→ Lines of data
◇ ◇ ◇
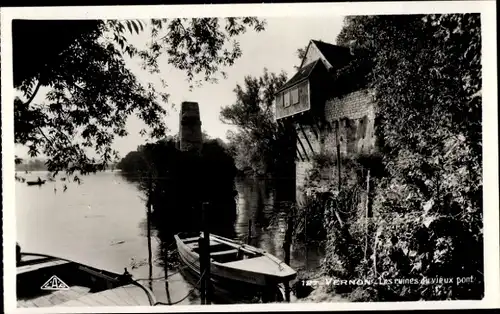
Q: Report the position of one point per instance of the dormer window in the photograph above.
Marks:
(294, 96)
(286, 97)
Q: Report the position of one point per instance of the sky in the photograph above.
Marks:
(274, 49)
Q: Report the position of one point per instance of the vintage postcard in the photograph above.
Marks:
(256, 157)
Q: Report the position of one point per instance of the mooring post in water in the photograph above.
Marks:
(150, 251)
(337, 129)
(206, 254)
(249, 239)
(286, 246)
(201, 245)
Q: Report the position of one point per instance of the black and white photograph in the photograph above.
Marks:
(161, 157)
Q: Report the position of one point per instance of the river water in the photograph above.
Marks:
(101, 223)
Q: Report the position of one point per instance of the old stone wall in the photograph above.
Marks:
(190, 136)
(354, 114)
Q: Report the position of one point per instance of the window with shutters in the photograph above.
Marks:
(286, 97)
(294, 96)
(279, 100)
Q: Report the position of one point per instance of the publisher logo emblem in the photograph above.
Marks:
(54, 283)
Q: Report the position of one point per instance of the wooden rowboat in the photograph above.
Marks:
(35, 182)
(47, 281)
(236, 268)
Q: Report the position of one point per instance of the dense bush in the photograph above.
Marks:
(426, 218)
(179, 182)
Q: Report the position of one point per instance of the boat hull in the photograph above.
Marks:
(81, 281)
(231, 281)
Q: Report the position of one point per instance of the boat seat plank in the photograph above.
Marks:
(42, 302)
(90, 300)
(228, 252)
(262, 264)
(74, 303)
(195, 244)
(29, 268)
(187, 240)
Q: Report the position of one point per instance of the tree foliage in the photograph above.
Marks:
(256, 145)
(427, 208)
(91, 90)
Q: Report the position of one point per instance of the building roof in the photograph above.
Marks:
(302, 74)
(337, 56)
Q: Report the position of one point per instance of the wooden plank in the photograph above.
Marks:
(262, 265)
(26, 303)
(102, 298)
(74, 303)
(29, 268)
(124, 297)
(228, 252)
(42, 302)
(111, 297)
(90, 301)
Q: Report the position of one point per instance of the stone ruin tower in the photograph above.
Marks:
(190, 138)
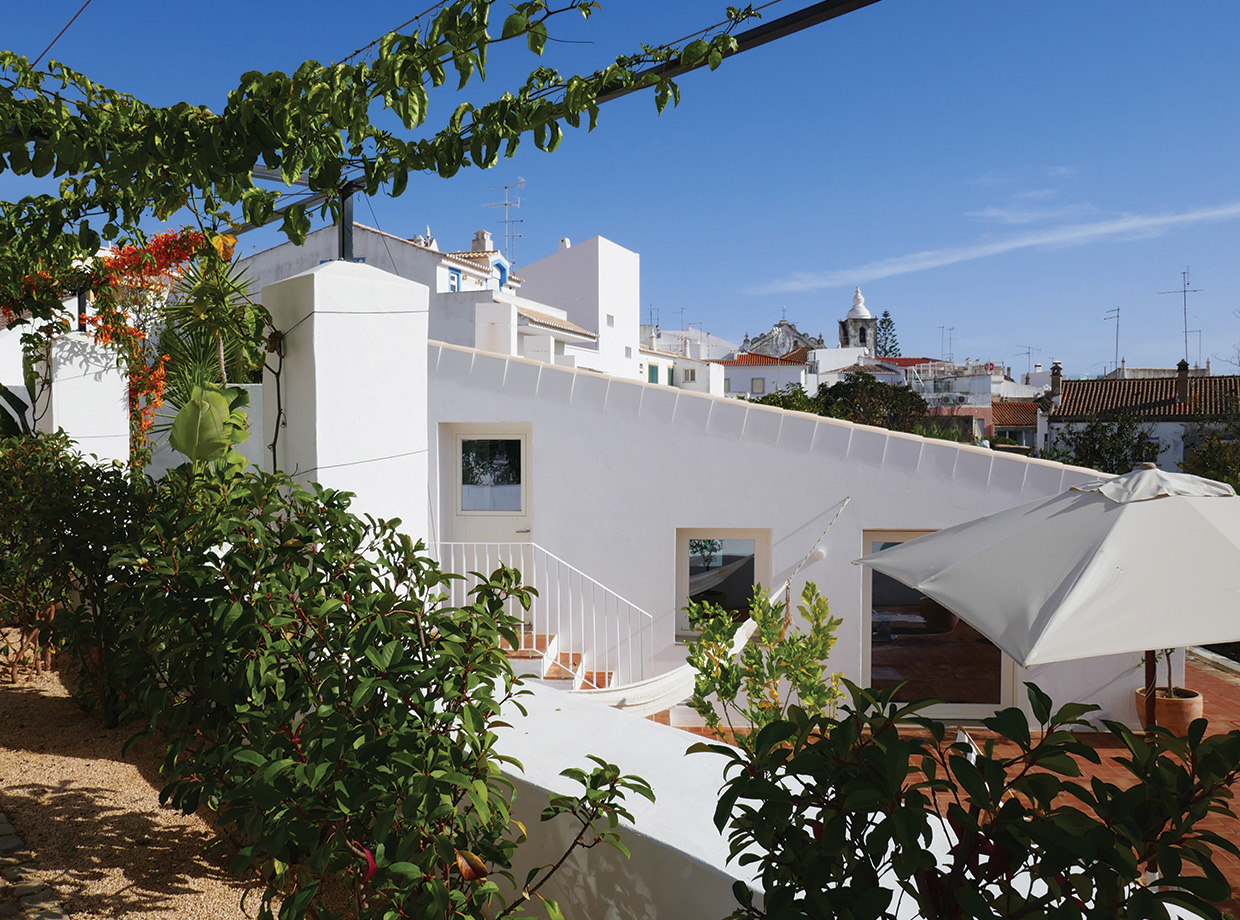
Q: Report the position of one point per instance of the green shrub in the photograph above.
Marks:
(778, 667)
(305, 677)
(837, 816)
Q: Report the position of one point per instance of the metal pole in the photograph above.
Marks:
(345, 249)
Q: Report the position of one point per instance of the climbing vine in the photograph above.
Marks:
(122, 160)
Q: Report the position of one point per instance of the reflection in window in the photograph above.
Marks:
(722, 573)
(918, 641)
(491, 475)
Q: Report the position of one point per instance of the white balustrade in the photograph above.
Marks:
(599, 636)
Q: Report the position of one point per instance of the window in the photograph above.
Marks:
(721, 567)
(914, 640)
(491, 474)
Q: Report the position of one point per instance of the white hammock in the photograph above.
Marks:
(673, 687)
(667, 690)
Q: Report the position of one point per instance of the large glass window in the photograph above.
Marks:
(921, 644)
(491, 474)
(719, 567)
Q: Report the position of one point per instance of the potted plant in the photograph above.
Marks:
(1174, 707)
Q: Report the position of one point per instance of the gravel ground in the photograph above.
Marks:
(92, 817)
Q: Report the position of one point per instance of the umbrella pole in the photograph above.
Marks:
(1151, 680)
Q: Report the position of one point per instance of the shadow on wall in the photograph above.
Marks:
(599, 883)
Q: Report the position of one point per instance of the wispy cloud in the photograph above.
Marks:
(1068, 234)
(1032, 215)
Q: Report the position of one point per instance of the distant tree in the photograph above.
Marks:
(885, 344)
(1115, 444)
(858, 397)
(1213, 450)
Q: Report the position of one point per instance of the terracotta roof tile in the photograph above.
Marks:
(542, 319)
(1148, 398)
(750, 358)
(1014, 414)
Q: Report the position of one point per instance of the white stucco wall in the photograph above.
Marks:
(739, 378)
(592, 282)
(616, 466)
(678, 866)
(354, 387)
(87, 396)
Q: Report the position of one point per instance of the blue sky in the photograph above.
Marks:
(1011, 171)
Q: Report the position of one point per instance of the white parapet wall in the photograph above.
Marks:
(87, 394)
(354, 387)
(680, 864)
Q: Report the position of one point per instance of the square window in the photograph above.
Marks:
(491, 474)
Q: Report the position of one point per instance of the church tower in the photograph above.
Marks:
(858, 330)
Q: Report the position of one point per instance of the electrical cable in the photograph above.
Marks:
(35, 63)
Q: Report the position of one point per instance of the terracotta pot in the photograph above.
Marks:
(1173, 709)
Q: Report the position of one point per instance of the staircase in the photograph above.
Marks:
(578, 634)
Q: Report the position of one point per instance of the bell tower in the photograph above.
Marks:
(858, 329)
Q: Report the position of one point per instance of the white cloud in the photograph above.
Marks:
(1032, 215)
(1068, 234)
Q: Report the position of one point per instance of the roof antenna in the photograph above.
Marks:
(1184, 290)
(510, 233)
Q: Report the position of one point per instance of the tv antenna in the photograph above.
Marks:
(510, 233)
(1028, 365)
(1184, 290)
(1114, 314)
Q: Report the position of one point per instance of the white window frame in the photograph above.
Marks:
(761, 537)
(490, 433)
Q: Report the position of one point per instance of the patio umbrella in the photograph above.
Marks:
(1145, 561)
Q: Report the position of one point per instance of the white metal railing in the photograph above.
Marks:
(575, 624)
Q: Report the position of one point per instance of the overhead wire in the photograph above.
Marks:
(35, 63)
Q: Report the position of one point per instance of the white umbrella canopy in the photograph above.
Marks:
(1145, 561)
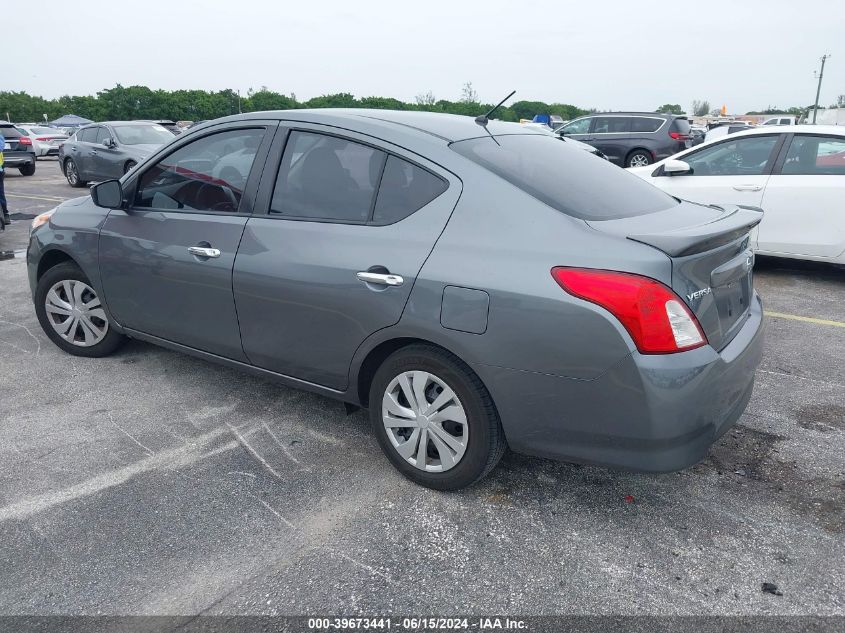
◇ ◇ ◇
→ Problem requirements
Rescale the rows from the line containing "tv antenna in the photograph above." through the end of the rows, inclusive, by writing them all out again with every request included. Multiply each point coordinate in the answers by 1.25 and round it to a whole number, with halves rounding up, and leave the pictures out.

→ Solution to this problem
Q: Report the position of one point per instance of the tv antenna in the photograph above.
Marks:
(638, 291)
(1285, 456)
(1480, 363)
(1393, 393)
Q: Report the position of one point per instance of the white window frame in the photograph above.
Marks:
(951, 671)
(613, 541)
Q: Report the position of one point per instance of the patio umbrella in the photograph above.
Marks:
(1431, 701)
Q: Report the position of one point per instance of the white metal railing in the photograph above.
Marks:
(719, 780)
Q: Report the position of one point per instance of the overhead wire in the photograph above.
Marks:
(44, 79)
Q: Report the position of one point per instance of the white umbrella canopy in the photograph above.
Marks:
(1431, 701)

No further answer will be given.